ПРИВЕДЁННЫЙ ФРАГМЕНТ:
Религиозный обряд (религиозный ритуал) здесь занял столь же важное и, самое главное, самостоятельное место, как и общение в обыденной жизни и обычной деятельности, в то время, как в позднеродовой общине ритуал еще оставался только средством (хотя и основным) обучения и «настройки» в процессе коллективной деятельности и коллективного решения ситуативных вопросов, «заданных» внешней средой. Иначе говоря, родовая община была преимущественно реактивной, тогда как племенная стала преимущественно активной системой, направленной на изменение среды.
Революция перехода от родового к племенному обществу, по-видимому совершившаяся в самом конце среднего и в первой половине верхнего палеолита (60–20 тысяч лет до н.в.) как раз и создала наблюдаемые еще в XIX веке различия между первобытными общинами низшего и высшего типа:
«Во вторых обществах потребность сопричастности, может быть, не менее жива. Однако, поскольку эта сопричастность больше не ощущается непосредственно каждым членом общественной группы, она достигается непрерывно растущим умножением религиозных или магических актов, священных и божественных существ и предметов, обрядов, выполняемых жрецами и членами тайных обществ, мифов и т.д. Удивительные работы Кэшинга о зуньи показывают, как пра-логическое и мистическое мышление уже несколько повышенного типа проявляет себя в великолепном расцвете коллективных представлений, призванных выразить или даже осуществить партиципации, которые больше не ощущаются непосредственно…
Будучи рассмотрены в своих отношениях к мышлению групп, в которых они рождаются, мифы привели бы к подобным соображениям и выводам. Там, где сопричастность индивидов общественной группы еще не чувствуется непосредственно, где сопричастность группы окружающим группам существ переживается в собственном смысле слова, т.е. в той мере, в какой продолжается период мистического симбиоза, мифы остаются редкими и бедными (у австралийцев, у индейцев Центральной и Северной Бразилии и т.д.). В обществах более развитого типа (у зуньи, ирокезов, полинезийцев и т.д.) мифологическая флора становится, напротив, все более и более богатой. Соответственно и мифы следовало бы признать за такие продукты первобытного мышления, которые появляются тогда, когда оно пытается осуществить сопричастность» (Л. Леви Брюль).

ЗАПИСИ:
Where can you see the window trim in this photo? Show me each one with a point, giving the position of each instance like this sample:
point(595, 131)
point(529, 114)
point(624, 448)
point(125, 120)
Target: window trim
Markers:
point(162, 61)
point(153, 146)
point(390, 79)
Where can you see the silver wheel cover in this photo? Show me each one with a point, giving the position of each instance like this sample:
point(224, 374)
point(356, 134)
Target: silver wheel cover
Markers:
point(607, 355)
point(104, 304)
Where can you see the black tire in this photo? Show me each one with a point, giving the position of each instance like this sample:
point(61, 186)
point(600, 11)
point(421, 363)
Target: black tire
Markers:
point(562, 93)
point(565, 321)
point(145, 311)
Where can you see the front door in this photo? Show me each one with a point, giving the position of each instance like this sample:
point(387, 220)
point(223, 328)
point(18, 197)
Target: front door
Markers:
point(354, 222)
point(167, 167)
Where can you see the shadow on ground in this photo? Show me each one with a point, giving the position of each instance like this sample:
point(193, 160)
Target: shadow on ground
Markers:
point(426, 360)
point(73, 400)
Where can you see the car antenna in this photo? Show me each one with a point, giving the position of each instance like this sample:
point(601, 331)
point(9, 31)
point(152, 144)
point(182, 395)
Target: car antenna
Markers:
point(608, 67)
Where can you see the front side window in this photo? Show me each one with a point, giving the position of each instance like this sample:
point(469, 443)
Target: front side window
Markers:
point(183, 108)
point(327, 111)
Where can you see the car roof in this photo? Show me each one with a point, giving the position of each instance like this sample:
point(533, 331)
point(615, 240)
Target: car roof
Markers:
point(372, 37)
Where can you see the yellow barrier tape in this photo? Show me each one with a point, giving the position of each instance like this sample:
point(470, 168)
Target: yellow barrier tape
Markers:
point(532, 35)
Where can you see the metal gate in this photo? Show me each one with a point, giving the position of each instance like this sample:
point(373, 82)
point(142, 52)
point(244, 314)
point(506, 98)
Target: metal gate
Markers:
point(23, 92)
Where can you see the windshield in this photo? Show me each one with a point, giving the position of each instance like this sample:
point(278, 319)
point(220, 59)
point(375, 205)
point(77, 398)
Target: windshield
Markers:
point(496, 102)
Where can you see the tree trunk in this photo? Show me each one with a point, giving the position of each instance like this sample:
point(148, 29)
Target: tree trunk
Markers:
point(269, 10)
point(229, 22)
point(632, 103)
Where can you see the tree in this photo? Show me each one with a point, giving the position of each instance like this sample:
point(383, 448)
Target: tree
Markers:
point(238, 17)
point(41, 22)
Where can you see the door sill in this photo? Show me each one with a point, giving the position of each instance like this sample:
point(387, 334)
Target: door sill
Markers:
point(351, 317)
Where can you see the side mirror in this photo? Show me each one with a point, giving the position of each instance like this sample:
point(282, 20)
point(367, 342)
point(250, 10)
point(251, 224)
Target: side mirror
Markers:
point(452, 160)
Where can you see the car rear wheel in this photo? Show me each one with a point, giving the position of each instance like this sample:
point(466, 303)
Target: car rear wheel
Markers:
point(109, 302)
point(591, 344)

ЧТО ТРЕБУЕТСЯ: Продолжите фрагмент о переходе от родовой общины к племенной, начав сразу после его последнего предложения. Записи представляют собой самостоятельный материал, не связанный с фрагментом.

РЕЗУЛЬТАТ:
Конечно, направленность на решение сложных практических вопросов в племенном ритуале (племенной религии) оставалась главной, но сами практические вопросы здесь стали другими, соответствующими задачам племенного, а не родового общества.
3. Авторитет вождей и старейшин как институт морального права
Религиозная деятельность превратилась в самостоятельную, а не сопутствующую обычной. Как следствие, началось формирование специализированной группы (или общественной функции) вождей, старейшин, жрецов, знахарей и колдунов, началось формирование классовых структур. Племена стали устойчивыми образованиями и постепенно становились сильнее самостоятельных родовых общин.
Но возникло внутреннее противоречие между авторитетом Я-рода и Я-племени, что, возможно, впервые остро поставило перед индивидуумами проблему выбора. Хаос, начавшийся 40–60 тыс. лет назад борьбой племенных и родовых субъектов, вскоре сменился периодом S-скачков, а где-то около 15–25 тысяч лет назад сложился новый космос, космос не родовых, а племенных общин, подмявших под себя и переделавших под себя общины родовые.
В конце новой революционной эпохи произошел мощный культурный взрыв, стимулированный поиском воюющими сторонами средств для победы в этой войне, ведь эта война была реальной войной на уничтожение между интегрированными в племена родами и родами, отставшими от процесса племенной интеграции.
Примерно в это время (15–20 тыс. лет до н.в.) вымерли последние неандертальцы, более сильные физически, чем человек, с сильными челюстями, но к этому времени уже необратимо отстававшие в умственном развитии. Хотя еще пятьдесят тысяч лет назад их мозг был конкурентоспособен, но мощная челюсть и неразвитый тонкий язык оказались фатальными недостатками, помешавшими создать племенные общины, основанные на языковом символизме.
Но почему и сейчас, среди кроманьонцев, встречаются общества родового, «неандертальского» типа? Произошла ли в затерянных уголках Австралии и кое-где в дебрях Амазонии деградация кроманьонца обратно в неандертальцы, или это общества, рожденные атавистическими особями? Более правдоподобно предположить, что в определенных условиях племенные, символьные «гены», т.е. юнговские архетипы, оказались зарезервированы, остались в «свернутом» состоянии, поскольку родовая организация была востребована, а племенная нет, ведь речь идет о малолюдных «заброшенных» уголках планеты.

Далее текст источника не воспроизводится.